» **What is needed**
Update the records below by changing every "photo" to "image" and keeping everything else the same. Leave the pictures out of your answer.

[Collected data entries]
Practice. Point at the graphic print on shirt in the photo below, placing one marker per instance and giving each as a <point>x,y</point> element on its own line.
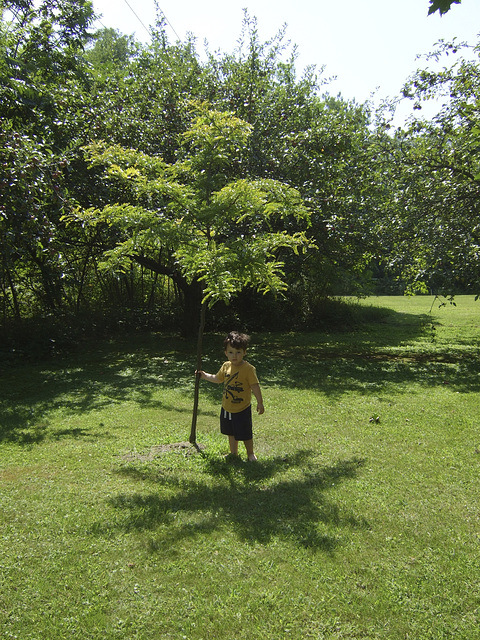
<point>232,388</point>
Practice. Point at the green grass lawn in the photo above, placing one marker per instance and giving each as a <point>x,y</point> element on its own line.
<point>360,520</point>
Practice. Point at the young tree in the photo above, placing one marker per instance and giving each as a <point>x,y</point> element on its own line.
<point>220,233</point>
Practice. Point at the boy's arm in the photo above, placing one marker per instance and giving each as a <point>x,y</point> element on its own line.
<point>257,392</point>
<point>211,377</point>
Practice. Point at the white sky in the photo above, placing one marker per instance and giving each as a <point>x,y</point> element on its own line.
<point>370,46</point>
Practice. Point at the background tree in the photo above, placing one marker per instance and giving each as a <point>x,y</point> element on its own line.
<point>442,6</point>
<point>431,227</point>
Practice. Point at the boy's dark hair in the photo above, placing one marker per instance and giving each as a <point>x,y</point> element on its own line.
<point>236,340</point>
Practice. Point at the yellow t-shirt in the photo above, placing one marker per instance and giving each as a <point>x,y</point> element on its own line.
<point>237,385</point>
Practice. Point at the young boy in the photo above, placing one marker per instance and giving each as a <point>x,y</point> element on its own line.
<point>240,380</point>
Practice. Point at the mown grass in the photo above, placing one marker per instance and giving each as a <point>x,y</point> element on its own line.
<point>360,520</point>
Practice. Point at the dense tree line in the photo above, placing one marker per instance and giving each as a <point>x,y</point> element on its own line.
<point>109,178</point>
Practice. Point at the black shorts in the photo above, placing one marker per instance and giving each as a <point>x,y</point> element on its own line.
<point>238,424</point>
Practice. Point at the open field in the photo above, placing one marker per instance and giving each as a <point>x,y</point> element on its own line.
<point>361,519</point>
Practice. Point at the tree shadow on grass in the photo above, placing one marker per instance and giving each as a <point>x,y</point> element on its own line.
<point>276,498</point>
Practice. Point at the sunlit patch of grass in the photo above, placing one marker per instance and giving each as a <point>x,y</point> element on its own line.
<point>360,519</point>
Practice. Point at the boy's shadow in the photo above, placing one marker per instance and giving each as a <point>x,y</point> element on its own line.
<point>246,498</point>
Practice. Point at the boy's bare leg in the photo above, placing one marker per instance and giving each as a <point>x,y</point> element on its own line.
<point>249,447</point>
<point>233,445</point>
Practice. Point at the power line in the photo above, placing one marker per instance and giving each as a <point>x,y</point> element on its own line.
<point>131,9</point>
<point>167,21</point>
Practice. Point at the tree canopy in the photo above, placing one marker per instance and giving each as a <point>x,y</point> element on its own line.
<point>140,179</point>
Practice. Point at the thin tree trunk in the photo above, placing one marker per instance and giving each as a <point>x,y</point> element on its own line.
<point>193,431</point>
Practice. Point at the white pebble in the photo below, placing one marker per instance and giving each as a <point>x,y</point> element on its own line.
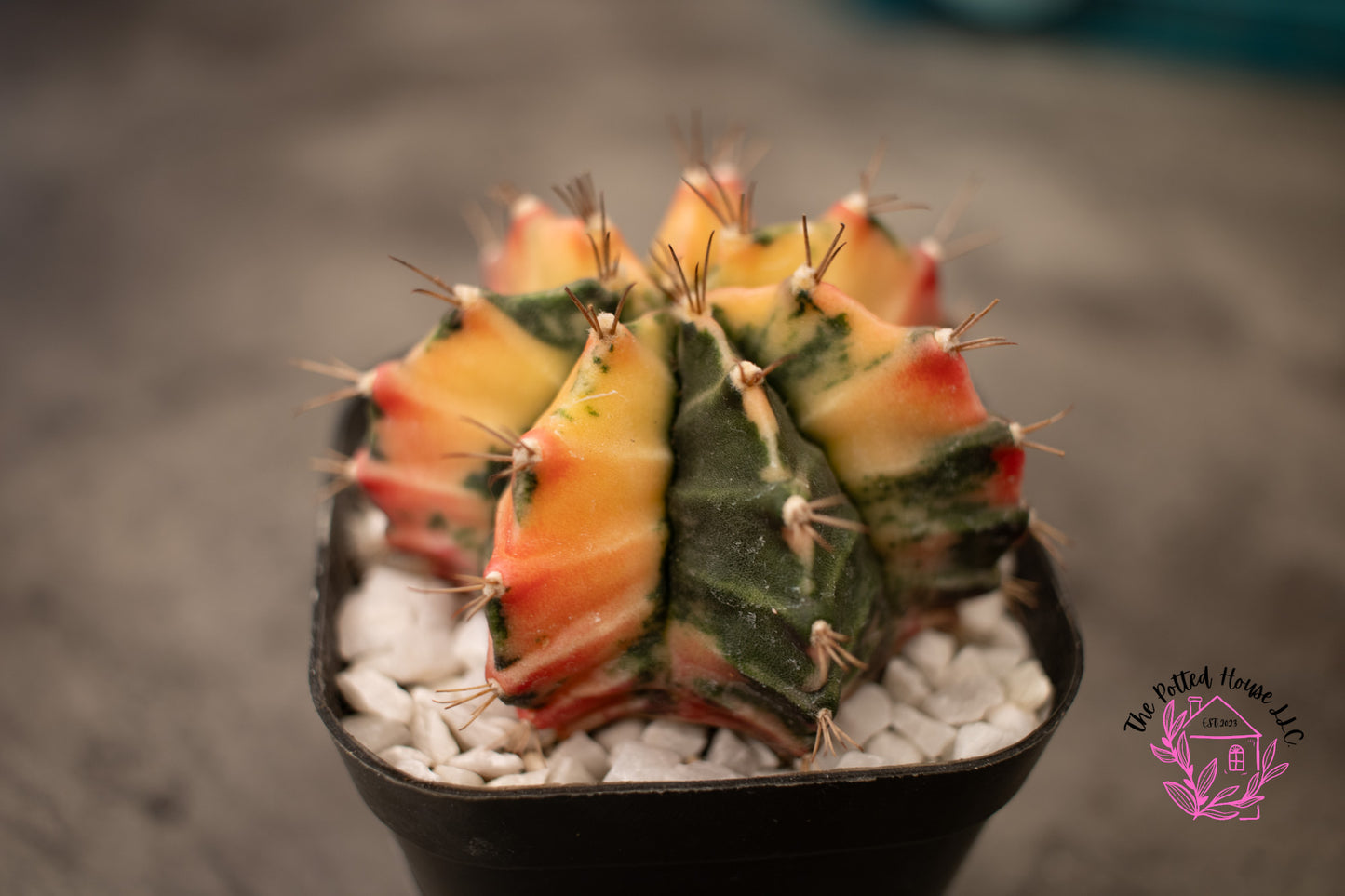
<point>967,665</point>
<point>366,533</point>
<point>930,735</point>
<point>978,739</point>
<point>635,760</point>
<point>585,751</point>
<point>522,779</point>
<point>767,757</point>
<point>375,614</point>
<point>420,655</point>
<point>865,712</point>
<point>489,763</point>
<point>375,733</point>
<point>410,762</point>
<point>455,775</point>
<point>701,769</point>
<point>568,769</point>
<point>860,759</point>
<point>964,702</point>
<point>930,650</point>
<point>1000,661</point>
<point>683,739</point>
<point>1013,720</point>
<point>894,748</point>
<point>904,682</point>
<point>1028,685</point>
<point>729,751</point>
<point>429,730</point>
<point>619,732</point>
<point>490,729</point>
<point>369,690</point>
<point>978,616</point>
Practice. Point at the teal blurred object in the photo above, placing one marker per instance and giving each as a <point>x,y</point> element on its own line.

» **Expected output**
Practice. Point at the graphic print on shirt in the image below, placing one marker per instance and giving each as a <point>x,y</point> element on its own line.
<point>232,388</point>
Practice. Point at the green grass lawn in the image above, placing one marker per instance and giving each as a <point>x,y</point> element on its own line.
<point>360,520</point>
Practice. Point at the young tree in the image above, placing one marker per instance and giving each as a <point>x,y</point> element on its own line.
<point>220,233</point>
Practice. Point at the boy's arm in the image above, placing one marker per instance and giving each as a <point>x,y</point> element on its own line.
<point>257,392</point>
<point>211,377</point>
Practice. Point at the white sky in the image above, placing one marker per instance and giving each as a <point>x,y</point> element on its own line.
<point>370,46</point>
Practice. Point at the background tree in the image above, placing one marker per instance and giving each as a <point>x,y</point> element on its own line.
<point>442,6</point>
<point>431,227</point>
Practice. Point at the boy's dark hair in the image above, placing one marker per instance and giving each as a <point>x,y</point> element on its own line.
<point>236,340</point>
Practice. Point at the yellow t-shirt in the image above, placing one marker per instance and giving each as a <point>x,y</point> element on its own line.
<point>237,385</point>
Practice. Point at the young boy in the image above, placing one marker per instance and giving each as a <point>x,y</point> element on its own line.
<point>240,380</point>
Practice. Point at the mown grass in the image above, placing one marker per instance and giving each as a <point>x,y</point> element on its own line.
<point>360,520</point>
Practice. Point at the dense tree line in the image above, placing one marker per instance and giving each as a <point>x,y</point> element on its own line.
<point>109,178</point>
Practice. Point at the black shorts in the image above, placing one marker per instance and giving each as a <point>x,y</point> element on its own line.
<point>238,424</point>
Practice. Point at the open field in the image above, placing one marker per instance and giving each as a <point>x,y</point> element on its own line.
<point>361,519</point>
Practice. Point at the tree shadow on grass in the image above, placing one marker per instance and giving each as a <point>x,y</point> element on its own line.
<point>276,498</point>
Practice. Point at the sunlit patch of grass in the image above, placing one marker per instance and giving each as a <point>x,y</point> element on its own line.
<point>360,519</point>
Practice. Point at the boy's shadow in the image above, placing one marker per instance and giving each as a <point>x,y</point> element on its own line.
<point>246,498</point>
Practice. Point at the boy's bare leg in the image above, placing one marker per instance and giving each as a <point>x,y</point> element on its own line.
<point>249,447</point>
<point>233,445</point>
Practice. Point at the power line in the image above, placing one marker per instance and giving each as a <point>x,y</point> element on its own line.
<point>131,9</point>
<point>167,21</point>
Practice. Point at the tree canopy in the image above, placing one marker per instance and giving each as a <point>x,y</point> element on its own line.
<point>140,179</point>
Practice. Point at the thin tree trunk in the image above, placing one marker per instance and giving each as a <point>x,y</point> element on its own line.
<point>193,431</point>
Practice. Point at the white pebble in the image below, placing one marker per instance and giving each as a <point>x,y</point> element on its own line.
<point>967,665</point>
<point>366,533</point>
<point>930,735</point>
<point>978,739</point>
<point>635,760</point>
<point>585,751</point>
<point>522,779</point>
<point>767,757</point>
<point>375,614</point>
<point>420,655</point>
<point>865,712</point>
<point>489,763</point>
<point>375,733</point>
<point>410,762</point>
<point>455,775</point>
<point>701,769</point>
<point>568,769</point>
<point>860,759</point>
<point>964,702</point>
<point>930,650</point>
<point>1000,661</point>
<point>683,739</point>
<point>1013,720</point>
<point>894,748</point>
<point>904,682</point>
<point>1028,685</point>
<point>729,751</point>
<point>429,730</point>
<point>619,732</point>
<point>490,729</point>
<point>369,690</point>
<point>978,616</point>
Practice. Point at the teal blurred object in the image above, placing one marker per instance and giving each as a <point>x,y</point> element on its own line.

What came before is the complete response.